List each line in the material below that contains the string "pate", treating uppercase and lowercase as different.

───── DATASET RECORDS

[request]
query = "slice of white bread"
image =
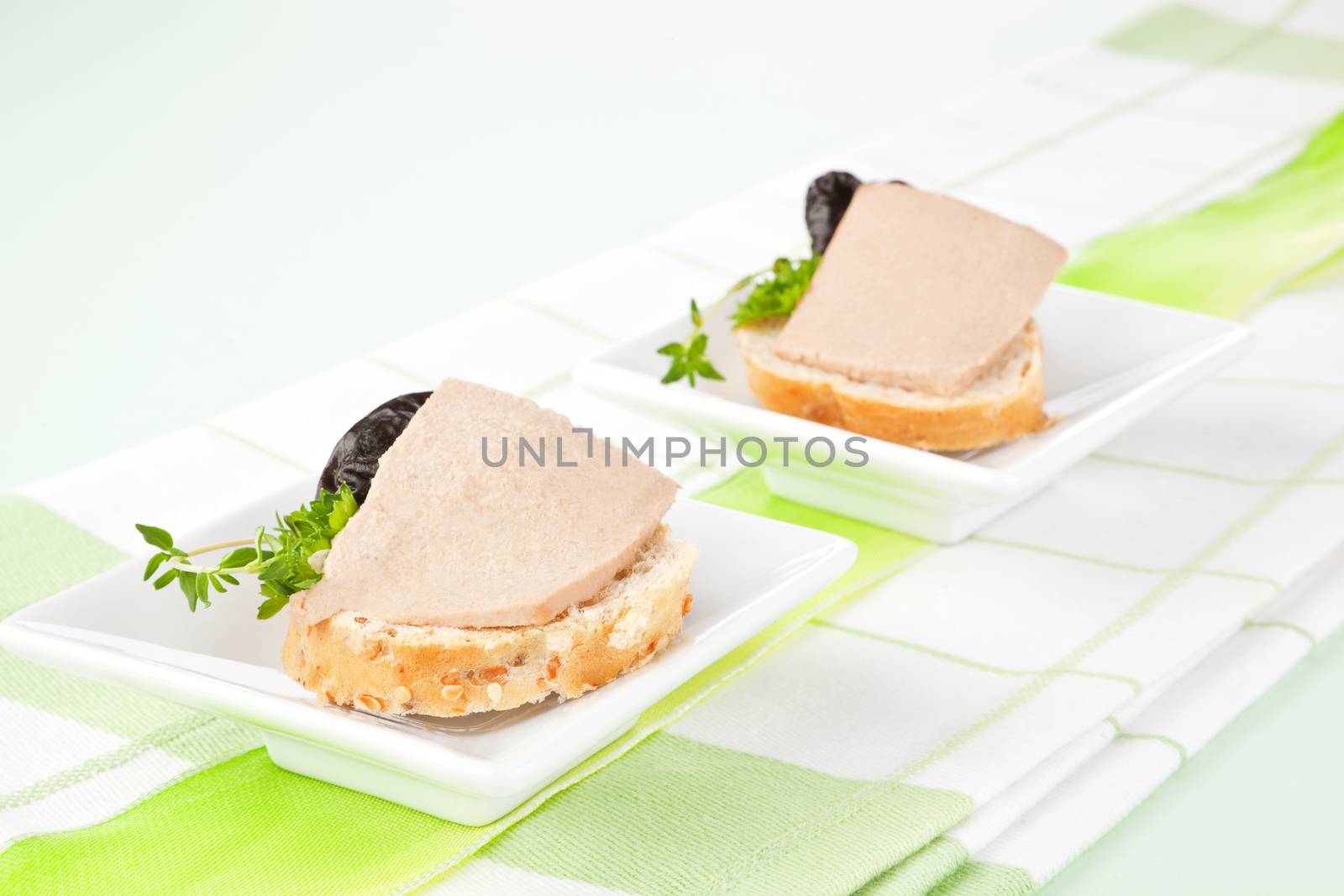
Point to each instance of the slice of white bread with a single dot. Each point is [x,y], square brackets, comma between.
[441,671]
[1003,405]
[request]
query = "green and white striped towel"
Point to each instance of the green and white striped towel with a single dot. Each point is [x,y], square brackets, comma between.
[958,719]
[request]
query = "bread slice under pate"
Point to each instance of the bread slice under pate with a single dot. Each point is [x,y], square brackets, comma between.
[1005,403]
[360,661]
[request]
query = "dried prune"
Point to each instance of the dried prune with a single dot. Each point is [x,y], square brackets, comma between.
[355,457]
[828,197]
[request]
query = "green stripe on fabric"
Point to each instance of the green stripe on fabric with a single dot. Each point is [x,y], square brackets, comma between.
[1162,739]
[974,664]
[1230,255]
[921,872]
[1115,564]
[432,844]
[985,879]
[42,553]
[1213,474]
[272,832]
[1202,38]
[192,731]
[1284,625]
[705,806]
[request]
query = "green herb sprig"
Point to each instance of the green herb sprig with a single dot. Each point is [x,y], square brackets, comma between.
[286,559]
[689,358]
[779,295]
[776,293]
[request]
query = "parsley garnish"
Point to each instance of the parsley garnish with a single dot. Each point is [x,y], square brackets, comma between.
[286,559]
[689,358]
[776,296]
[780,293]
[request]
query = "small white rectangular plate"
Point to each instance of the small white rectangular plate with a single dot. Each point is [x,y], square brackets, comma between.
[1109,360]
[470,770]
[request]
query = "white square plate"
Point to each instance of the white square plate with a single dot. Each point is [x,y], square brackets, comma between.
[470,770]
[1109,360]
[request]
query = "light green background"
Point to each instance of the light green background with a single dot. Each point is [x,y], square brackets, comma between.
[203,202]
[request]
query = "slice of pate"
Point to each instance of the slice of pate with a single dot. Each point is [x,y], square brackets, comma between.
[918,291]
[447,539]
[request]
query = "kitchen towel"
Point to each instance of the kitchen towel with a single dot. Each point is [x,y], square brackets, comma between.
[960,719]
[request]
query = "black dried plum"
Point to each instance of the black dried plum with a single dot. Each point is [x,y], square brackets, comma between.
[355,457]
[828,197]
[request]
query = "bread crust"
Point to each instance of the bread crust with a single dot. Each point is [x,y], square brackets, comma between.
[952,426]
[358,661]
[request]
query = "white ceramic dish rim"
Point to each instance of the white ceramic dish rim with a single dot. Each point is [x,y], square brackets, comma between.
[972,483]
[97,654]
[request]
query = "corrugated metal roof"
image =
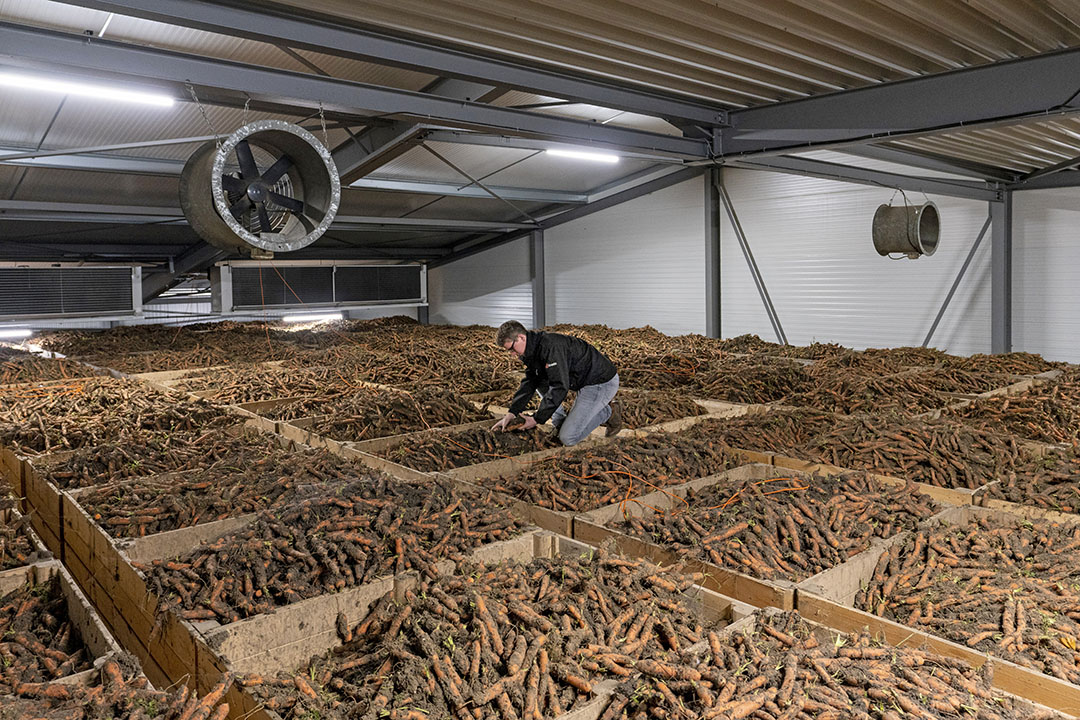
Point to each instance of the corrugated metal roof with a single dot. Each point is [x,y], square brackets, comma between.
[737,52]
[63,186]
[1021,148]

──────────
───── DATASET RECORDS

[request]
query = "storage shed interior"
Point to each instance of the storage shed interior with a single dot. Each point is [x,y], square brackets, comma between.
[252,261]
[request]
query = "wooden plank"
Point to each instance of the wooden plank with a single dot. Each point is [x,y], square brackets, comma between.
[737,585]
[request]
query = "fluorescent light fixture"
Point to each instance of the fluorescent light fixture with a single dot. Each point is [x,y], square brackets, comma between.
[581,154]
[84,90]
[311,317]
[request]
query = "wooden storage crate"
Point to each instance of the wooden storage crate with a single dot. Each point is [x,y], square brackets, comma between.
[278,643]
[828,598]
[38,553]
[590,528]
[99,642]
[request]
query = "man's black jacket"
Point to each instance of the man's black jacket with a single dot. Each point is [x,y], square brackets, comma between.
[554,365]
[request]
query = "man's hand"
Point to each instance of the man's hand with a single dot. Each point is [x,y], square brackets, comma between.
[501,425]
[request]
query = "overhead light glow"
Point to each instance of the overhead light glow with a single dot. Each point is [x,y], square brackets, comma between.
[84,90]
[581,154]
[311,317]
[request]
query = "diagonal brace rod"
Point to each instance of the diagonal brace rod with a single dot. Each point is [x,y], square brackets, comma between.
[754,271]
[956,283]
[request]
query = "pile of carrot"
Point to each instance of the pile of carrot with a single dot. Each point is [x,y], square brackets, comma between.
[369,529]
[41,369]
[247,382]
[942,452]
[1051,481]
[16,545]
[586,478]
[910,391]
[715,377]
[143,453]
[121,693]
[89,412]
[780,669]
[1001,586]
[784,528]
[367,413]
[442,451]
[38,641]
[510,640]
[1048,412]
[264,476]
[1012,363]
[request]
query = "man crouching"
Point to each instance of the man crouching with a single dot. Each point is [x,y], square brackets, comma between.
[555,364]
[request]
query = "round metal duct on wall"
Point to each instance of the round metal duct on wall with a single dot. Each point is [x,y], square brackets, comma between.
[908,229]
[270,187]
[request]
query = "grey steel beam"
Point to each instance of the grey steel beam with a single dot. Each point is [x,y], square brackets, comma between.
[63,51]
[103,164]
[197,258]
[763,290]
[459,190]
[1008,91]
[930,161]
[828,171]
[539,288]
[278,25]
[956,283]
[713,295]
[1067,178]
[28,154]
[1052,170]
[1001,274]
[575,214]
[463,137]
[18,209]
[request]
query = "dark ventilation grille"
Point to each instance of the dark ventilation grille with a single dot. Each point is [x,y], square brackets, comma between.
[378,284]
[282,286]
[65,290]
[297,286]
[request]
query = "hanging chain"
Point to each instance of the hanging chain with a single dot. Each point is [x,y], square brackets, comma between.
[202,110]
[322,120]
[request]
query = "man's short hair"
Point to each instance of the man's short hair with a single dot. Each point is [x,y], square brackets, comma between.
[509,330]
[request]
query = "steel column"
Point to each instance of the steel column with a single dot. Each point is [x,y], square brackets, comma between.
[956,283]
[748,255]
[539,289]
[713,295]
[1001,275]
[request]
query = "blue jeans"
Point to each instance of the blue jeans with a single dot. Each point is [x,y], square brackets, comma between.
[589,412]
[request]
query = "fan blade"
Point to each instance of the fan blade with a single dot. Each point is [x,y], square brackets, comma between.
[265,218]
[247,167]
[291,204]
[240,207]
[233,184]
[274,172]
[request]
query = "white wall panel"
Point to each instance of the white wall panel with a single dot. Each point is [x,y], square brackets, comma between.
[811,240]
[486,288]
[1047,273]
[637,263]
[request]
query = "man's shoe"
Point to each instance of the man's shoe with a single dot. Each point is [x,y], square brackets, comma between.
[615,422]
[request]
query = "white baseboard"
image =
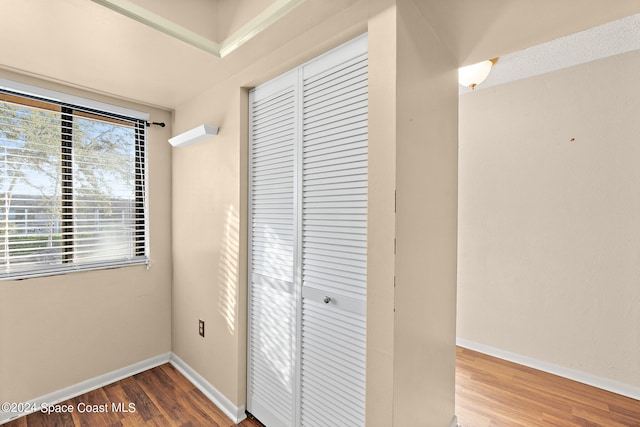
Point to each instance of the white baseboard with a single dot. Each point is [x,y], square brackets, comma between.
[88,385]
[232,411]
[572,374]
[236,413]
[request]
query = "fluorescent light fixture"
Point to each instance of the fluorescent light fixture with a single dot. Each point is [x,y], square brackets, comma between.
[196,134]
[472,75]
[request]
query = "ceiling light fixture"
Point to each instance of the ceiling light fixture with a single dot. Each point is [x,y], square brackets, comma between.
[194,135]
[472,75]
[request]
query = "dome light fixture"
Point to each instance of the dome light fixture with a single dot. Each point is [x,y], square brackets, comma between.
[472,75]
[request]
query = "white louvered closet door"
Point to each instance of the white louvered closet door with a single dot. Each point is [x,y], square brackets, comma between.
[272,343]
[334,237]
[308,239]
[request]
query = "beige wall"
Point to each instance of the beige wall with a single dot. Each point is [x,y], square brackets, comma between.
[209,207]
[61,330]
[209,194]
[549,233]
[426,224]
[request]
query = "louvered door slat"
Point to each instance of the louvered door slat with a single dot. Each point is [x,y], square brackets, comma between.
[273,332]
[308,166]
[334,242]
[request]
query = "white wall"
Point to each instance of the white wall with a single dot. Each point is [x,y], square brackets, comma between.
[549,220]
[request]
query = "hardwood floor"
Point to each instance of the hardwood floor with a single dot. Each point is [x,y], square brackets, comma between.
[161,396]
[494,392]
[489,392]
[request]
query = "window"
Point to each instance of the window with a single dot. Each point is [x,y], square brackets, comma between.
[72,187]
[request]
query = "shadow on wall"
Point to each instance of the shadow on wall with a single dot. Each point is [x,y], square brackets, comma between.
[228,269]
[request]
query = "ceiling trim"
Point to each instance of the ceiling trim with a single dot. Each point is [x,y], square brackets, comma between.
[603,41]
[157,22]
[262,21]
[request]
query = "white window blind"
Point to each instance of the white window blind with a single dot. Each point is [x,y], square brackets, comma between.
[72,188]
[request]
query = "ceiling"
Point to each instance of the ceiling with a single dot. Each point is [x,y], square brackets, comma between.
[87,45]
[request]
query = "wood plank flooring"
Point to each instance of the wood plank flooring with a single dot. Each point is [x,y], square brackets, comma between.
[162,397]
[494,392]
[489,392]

──────────

ANSWER:
query = "bread slice under pate"
Point to each instance of the bread slice under pate with a single dot. Each point is [x,y], square brackets, comma between.
query = "slice of pate"
Point to each instance of the slice of pate with a single dot. Each point is [x,y], square brackets, comma between.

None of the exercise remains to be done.